**Exercise description:**
From the entries below, transcribe exactly the lines between the line holding "point: the man, one" and the line holding "point: the sweater", inclusive; skip all other lines.

**Records drawn from a dataset:**
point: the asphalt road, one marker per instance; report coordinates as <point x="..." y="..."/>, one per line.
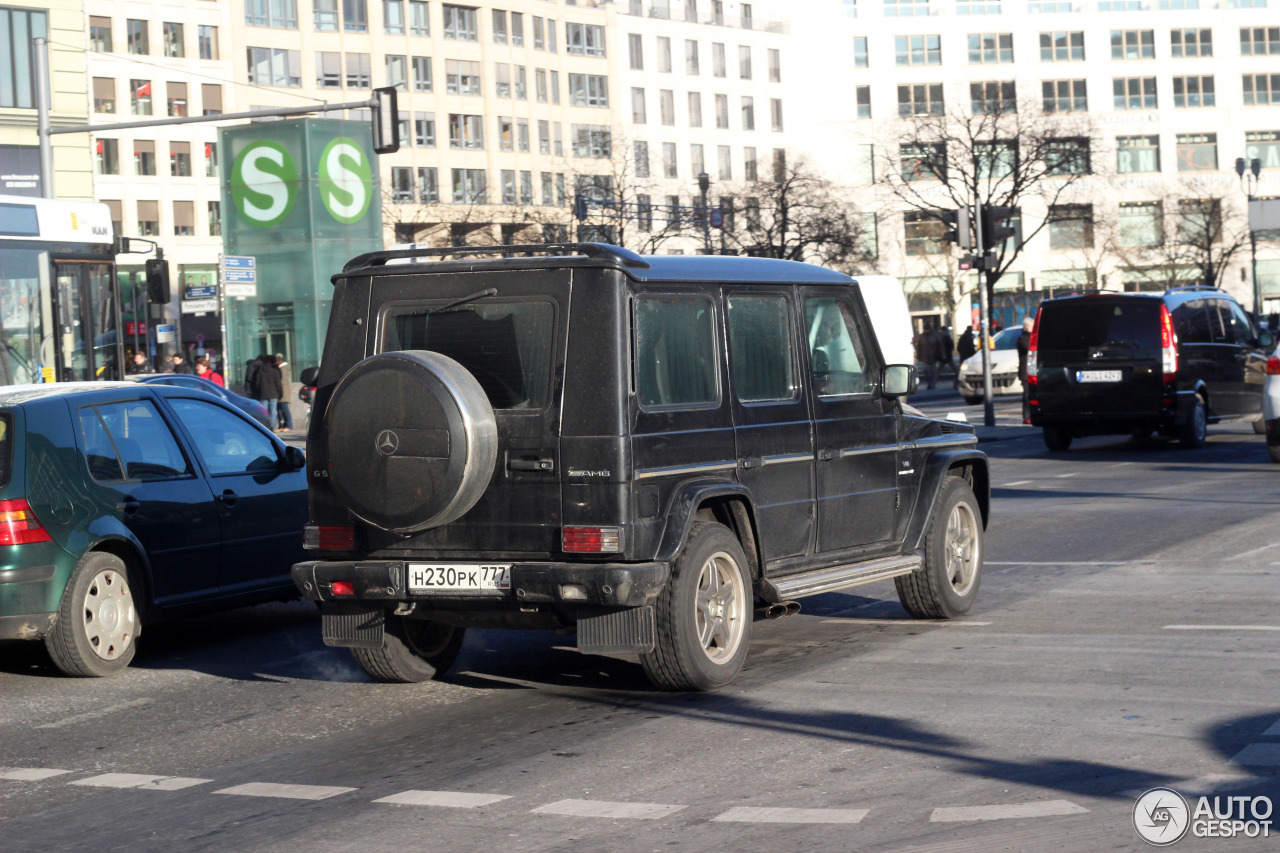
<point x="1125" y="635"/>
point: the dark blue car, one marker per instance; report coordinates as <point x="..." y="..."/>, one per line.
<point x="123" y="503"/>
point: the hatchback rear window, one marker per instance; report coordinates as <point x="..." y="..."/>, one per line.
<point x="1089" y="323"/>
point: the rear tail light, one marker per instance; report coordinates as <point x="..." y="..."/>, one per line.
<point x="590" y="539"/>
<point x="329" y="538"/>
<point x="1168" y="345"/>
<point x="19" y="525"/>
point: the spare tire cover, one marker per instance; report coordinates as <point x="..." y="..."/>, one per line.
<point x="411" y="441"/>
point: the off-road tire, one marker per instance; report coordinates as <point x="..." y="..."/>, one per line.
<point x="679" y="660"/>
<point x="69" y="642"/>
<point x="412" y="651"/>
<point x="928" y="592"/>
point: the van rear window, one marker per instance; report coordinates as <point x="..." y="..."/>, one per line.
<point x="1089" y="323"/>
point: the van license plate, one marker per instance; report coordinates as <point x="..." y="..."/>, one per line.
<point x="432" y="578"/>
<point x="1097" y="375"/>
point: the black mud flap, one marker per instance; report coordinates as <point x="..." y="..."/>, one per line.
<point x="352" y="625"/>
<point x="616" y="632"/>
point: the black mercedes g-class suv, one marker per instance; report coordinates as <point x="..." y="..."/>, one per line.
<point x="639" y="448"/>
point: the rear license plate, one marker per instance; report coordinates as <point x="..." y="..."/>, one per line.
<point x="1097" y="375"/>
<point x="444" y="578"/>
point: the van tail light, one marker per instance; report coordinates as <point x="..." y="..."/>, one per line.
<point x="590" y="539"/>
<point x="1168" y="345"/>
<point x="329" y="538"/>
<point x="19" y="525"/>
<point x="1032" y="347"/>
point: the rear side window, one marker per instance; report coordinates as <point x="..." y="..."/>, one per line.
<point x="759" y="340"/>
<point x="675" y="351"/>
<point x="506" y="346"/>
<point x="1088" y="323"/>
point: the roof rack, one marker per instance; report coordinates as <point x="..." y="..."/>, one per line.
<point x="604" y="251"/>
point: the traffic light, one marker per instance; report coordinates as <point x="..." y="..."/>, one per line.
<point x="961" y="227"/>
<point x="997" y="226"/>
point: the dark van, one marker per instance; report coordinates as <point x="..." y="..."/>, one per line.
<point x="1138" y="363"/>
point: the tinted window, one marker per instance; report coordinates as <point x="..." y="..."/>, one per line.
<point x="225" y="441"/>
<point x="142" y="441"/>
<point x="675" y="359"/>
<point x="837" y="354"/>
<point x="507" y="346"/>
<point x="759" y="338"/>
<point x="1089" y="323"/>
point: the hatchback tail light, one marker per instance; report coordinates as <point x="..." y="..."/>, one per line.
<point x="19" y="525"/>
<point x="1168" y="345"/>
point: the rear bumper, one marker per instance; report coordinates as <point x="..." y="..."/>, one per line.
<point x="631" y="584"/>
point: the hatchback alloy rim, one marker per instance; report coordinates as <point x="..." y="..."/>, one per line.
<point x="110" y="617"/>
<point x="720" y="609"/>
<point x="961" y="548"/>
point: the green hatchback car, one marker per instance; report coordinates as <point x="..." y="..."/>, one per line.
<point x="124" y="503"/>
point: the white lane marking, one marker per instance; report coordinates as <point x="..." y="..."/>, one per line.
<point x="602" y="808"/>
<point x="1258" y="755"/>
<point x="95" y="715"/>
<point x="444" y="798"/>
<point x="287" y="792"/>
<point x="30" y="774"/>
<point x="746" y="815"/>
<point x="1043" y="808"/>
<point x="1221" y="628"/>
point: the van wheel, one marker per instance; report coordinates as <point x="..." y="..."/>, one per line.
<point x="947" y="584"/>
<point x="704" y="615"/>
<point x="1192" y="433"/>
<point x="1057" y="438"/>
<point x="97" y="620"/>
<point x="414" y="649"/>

* * *

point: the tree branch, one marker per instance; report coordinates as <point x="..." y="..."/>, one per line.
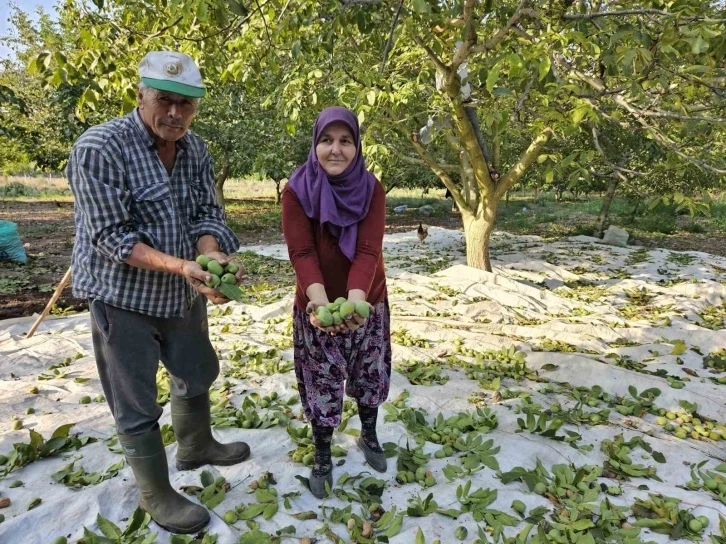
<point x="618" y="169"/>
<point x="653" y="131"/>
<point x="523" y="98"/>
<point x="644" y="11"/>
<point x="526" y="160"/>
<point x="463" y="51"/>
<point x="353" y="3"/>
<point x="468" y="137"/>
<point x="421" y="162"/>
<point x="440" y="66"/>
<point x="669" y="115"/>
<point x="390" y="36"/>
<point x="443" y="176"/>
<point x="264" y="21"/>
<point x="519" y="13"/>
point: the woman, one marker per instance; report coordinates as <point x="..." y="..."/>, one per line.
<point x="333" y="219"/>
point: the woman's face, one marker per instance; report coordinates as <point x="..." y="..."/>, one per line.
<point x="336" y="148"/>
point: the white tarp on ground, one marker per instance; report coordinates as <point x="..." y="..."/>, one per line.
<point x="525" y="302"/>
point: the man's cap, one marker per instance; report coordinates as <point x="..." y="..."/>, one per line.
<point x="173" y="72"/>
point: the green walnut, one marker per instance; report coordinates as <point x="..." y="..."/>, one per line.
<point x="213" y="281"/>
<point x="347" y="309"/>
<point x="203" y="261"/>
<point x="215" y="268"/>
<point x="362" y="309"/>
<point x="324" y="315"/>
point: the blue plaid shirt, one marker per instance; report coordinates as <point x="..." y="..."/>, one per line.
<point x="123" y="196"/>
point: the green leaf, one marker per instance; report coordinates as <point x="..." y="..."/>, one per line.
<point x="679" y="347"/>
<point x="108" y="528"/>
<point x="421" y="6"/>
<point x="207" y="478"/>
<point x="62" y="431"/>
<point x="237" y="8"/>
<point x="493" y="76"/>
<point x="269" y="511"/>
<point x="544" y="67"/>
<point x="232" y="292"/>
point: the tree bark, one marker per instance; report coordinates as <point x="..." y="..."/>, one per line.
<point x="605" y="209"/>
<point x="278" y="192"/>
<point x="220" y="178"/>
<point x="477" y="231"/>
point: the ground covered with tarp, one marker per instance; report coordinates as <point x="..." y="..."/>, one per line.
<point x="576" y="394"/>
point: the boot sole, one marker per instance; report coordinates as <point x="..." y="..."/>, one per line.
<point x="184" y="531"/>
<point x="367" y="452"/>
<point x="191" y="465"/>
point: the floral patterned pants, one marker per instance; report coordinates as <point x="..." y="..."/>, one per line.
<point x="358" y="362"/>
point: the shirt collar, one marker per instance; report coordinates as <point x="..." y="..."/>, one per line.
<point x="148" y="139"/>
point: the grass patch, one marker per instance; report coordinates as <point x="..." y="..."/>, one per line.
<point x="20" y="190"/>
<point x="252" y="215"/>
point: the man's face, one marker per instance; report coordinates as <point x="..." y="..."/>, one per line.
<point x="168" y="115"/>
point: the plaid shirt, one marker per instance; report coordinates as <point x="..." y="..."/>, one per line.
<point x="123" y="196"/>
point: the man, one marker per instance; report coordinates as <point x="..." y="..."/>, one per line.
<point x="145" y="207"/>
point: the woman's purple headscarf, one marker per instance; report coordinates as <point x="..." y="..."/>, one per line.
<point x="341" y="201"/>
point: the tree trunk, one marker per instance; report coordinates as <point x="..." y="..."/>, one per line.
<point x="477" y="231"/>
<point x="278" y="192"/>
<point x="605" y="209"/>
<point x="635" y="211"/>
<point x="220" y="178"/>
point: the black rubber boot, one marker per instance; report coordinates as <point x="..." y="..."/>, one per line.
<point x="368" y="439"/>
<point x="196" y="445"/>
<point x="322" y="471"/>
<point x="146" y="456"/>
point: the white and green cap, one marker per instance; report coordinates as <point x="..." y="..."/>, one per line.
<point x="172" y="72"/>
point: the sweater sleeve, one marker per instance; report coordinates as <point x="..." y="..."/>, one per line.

**Exercise solution:**
point: the man, one marker per instance; report coordinates as <point x="..." y="..."/>, one per line.
<point x="145" y="207"/>
point: the woman's purple headscarf, one marker per instance; report coordinates as <point x="..." y="..."/>, one per line.
<point x="341" y="201"/>
point: the tree trunk, one marker per instance; report coordinates as <point x="..." y="..."/>, one per line.
<point x="477" y="231"/>
<point x="278" y="192"/>
<point x="605" y="209"/>
<point x="635" y="211"/>
<point x="220" y="178"/>
point: the black rubber boot, one marker per instance; report coordinates as <point x="..." y="..."/>, one per line.
<point x="368" y="439"/>
<point x="196" y="445"/>
<point x="322" y="471"/>
<point x="146" y="456"/>
point: the white and green cap, one marker per instance; report coordinates as <point x="..." y="..."/>, one per line.
<point x="172" y="72"/>
point: the sweater sleeve, one marker per instance; report coordinates as <point x="..." y="..."/>, one per line.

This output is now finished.